(Polygon annotations for photos)
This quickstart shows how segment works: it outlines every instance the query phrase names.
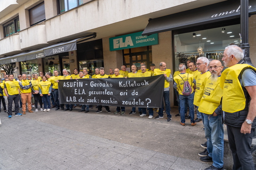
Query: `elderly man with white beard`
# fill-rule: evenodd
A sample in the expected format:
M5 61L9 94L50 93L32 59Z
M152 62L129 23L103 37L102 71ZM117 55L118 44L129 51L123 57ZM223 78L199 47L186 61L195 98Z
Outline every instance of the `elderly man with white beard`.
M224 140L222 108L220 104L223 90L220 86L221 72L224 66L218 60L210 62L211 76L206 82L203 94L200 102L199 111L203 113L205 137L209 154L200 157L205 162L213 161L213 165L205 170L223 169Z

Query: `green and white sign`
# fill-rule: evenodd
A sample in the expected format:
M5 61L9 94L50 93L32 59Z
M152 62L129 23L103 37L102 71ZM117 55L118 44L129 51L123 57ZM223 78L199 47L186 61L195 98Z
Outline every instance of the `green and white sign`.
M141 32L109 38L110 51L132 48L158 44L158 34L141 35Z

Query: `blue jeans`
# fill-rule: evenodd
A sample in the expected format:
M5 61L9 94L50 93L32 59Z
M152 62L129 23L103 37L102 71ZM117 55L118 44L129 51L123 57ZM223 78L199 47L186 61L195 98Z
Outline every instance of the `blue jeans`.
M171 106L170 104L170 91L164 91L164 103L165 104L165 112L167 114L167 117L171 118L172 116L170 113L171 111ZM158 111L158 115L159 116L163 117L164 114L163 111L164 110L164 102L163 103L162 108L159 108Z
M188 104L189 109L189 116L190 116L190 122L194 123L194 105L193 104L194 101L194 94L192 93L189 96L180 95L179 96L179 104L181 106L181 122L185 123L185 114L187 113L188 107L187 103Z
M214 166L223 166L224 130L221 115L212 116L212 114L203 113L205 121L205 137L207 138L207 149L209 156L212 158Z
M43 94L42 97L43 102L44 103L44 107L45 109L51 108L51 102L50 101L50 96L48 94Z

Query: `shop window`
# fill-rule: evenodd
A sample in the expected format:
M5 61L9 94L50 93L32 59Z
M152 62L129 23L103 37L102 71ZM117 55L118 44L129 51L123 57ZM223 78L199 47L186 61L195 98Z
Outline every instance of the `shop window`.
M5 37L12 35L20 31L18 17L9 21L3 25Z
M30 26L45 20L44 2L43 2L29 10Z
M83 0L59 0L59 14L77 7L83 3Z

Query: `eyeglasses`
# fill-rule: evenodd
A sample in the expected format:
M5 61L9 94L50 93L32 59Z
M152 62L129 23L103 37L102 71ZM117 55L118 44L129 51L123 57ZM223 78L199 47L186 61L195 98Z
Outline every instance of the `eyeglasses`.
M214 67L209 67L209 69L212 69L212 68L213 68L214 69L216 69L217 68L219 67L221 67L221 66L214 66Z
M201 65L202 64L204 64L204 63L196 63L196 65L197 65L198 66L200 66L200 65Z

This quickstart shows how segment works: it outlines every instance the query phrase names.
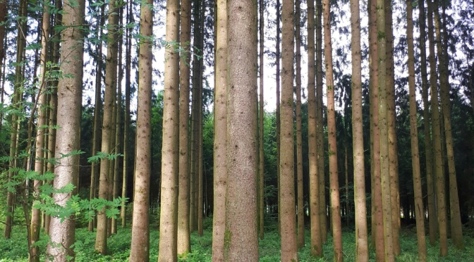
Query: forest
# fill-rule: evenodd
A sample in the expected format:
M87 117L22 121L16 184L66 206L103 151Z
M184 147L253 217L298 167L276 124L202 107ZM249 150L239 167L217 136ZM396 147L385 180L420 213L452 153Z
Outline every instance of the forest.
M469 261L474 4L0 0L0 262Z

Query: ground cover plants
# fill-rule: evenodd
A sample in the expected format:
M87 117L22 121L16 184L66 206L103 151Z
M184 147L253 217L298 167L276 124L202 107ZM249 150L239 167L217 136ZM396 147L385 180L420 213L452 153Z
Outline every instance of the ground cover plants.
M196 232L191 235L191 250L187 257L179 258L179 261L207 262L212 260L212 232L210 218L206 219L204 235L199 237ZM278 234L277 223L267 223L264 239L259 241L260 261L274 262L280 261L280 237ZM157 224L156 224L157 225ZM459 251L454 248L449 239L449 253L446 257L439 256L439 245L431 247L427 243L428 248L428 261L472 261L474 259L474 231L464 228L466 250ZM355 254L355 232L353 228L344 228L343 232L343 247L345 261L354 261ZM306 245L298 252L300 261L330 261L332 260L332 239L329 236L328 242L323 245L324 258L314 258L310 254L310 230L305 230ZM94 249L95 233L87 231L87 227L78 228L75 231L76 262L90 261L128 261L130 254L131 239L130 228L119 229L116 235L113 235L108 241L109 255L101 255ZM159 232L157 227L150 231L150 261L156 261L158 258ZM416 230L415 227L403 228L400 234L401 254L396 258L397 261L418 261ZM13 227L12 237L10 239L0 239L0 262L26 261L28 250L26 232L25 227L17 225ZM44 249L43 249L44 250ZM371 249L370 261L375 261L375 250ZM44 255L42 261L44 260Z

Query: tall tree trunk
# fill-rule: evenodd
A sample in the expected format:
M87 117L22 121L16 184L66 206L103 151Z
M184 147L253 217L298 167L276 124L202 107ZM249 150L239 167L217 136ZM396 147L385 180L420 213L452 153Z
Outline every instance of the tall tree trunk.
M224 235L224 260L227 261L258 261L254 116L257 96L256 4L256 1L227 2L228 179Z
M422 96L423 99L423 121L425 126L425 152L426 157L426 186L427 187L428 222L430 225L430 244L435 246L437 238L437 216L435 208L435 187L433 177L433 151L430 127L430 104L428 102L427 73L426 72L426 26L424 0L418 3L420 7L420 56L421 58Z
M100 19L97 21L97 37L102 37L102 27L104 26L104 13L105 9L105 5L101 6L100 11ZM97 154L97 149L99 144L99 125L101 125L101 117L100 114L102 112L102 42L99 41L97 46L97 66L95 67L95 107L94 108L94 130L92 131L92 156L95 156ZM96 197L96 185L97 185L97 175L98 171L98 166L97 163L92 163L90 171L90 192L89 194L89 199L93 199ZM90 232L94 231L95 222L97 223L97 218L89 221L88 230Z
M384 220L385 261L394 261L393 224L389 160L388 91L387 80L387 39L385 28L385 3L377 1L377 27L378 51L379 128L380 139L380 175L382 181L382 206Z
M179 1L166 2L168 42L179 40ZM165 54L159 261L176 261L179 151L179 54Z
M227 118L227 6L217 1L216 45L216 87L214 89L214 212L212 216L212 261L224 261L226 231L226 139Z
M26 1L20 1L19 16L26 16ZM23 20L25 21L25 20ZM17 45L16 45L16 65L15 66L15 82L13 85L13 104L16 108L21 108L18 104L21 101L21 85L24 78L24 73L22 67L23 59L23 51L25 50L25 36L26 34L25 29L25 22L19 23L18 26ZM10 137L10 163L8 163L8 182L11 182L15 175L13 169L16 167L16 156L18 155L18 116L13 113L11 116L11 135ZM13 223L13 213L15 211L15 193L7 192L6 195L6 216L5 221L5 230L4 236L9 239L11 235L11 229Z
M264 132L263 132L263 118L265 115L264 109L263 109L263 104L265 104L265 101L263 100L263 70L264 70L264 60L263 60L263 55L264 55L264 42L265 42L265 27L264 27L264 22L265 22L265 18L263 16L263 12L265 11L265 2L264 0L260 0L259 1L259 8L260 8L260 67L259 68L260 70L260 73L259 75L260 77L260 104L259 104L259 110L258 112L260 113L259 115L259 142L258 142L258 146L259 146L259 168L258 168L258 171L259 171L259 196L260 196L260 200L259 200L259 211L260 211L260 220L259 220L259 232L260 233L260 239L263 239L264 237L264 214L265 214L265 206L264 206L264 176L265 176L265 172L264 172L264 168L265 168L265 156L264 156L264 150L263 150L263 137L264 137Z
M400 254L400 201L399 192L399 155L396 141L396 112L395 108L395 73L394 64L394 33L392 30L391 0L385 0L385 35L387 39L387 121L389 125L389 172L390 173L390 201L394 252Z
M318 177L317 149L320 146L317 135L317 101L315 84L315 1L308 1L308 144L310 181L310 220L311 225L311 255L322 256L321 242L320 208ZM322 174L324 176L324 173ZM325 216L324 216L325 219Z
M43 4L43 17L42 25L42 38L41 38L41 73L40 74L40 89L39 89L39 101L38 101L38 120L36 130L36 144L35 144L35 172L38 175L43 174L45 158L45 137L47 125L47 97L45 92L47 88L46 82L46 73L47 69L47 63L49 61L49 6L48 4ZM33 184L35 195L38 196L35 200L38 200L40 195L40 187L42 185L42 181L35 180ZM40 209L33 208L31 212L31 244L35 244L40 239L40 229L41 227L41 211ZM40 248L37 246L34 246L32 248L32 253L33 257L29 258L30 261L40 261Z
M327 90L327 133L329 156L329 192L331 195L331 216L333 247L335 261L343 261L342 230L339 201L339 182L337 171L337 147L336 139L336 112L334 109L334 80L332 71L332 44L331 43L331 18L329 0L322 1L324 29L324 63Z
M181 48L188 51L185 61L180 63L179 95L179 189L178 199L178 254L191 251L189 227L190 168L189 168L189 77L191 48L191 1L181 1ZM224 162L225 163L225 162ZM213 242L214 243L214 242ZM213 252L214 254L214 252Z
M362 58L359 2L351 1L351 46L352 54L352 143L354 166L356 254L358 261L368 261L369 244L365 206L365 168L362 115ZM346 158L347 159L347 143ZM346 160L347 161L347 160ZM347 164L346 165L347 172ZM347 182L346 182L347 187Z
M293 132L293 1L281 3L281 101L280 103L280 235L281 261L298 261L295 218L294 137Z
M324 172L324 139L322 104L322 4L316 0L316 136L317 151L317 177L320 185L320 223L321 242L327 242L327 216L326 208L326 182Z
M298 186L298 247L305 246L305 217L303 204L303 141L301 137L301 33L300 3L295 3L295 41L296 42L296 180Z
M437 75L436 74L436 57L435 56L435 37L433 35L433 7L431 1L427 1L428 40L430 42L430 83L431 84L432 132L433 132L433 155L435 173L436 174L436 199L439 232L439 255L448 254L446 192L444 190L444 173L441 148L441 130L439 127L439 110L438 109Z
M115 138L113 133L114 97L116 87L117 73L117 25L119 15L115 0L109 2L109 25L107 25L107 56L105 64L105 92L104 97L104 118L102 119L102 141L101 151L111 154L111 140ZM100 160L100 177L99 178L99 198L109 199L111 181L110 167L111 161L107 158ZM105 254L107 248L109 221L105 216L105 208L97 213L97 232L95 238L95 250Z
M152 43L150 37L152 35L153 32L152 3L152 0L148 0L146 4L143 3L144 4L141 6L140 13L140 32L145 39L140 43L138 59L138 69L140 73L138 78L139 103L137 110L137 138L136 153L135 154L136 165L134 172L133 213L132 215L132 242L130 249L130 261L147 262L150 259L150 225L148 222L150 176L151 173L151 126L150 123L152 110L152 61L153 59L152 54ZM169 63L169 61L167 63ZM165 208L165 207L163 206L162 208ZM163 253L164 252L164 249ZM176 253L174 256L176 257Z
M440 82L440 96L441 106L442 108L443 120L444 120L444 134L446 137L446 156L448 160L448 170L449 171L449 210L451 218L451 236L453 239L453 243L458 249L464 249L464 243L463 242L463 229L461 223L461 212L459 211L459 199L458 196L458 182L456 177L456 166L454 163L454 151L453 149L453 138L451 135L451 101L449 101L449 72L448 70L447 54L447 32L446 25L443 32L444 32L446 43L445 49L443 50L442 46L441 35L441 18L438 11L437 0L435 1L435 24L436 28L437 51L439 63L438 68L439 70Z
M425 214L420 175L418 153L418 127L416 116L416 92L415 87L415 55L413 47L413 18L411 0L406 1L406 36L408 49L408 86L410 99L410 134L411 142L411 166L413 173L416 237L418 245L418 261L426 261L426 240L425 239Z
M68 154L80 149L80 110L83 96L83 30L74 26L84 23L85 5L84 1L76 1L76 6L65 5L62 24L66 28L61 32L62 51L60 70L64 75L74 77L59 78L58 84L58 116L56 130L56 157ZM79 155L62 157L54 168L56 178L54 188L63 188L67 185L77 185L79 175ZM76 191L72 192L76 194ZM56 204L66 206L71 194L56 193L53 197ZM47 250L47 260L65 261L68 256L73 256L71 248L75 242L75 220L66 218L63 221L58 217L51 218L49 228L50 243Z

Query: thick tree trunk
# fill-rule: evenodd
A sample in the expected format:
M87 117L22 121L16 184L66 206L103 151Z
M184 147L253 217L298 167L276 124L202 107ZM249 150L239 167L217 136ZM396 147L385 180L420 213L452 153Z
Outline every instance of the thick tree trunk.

§ Written request
Print, character for character, the lines of the entries from the line with "Query: tall tree trunk" up to and including the line with "M179 1L166 2L168", and nothing else.

§ Result of this exercise
Query: tall tree trunk
# fill-rule: evenodd
A sample in the expected format:
M87 117L22 121L16 184L66 206L103 151Z
M184 147L253 217L298 167L276 124L202 107ZM249 150L239 167L217 136ZM396 147L385 180L420 213L452 153Z
Outline every instance of the tall tree trunk.
M224 235L224 260L227 261L258 261L254 116L257 96L256 4L256 1L227 2L228 179Z
M422 96L423 99L423 121L425 126L425 152L426 157L426 186L427 187L428 222L430 225L430 244L435 246L437 238L437 216L435 208L435 187L433 177L433 151L430 127L430 104L428 102L427 73L426 72L426 26L424 0L418 3L420 7L420 56L421 58Z
M100 19L97 21L97 37L102 37L102 27L104 26L104 13L105 9L105 5L101 6L100 11ZM97 154L97 149L99 144L99 125L101 125L101 117L100 114L102 112L102 42L99 41L97 46L97 66L95 67L95 107L94 108L94 130L92 131L92 156L95 156ZM96 197L96 185L97 185L97 175L98 171L98 166L97 163L92 163L90 171L90 192L89 194L89 199L93 199ZM90 232L94 231L95 222L97 223L97 218L89 221L88 230Z
M384 220L385 261L394 261L393 224L389 160L388 91L387 80L387 39L385 28L385 3L377 1L377 27L378 51L379 128L380 139L380 175L382 181L382 206Z
M179 1L166 2L168 42L179 40ZM165 54L159 261L176 261L179 151L179 54Z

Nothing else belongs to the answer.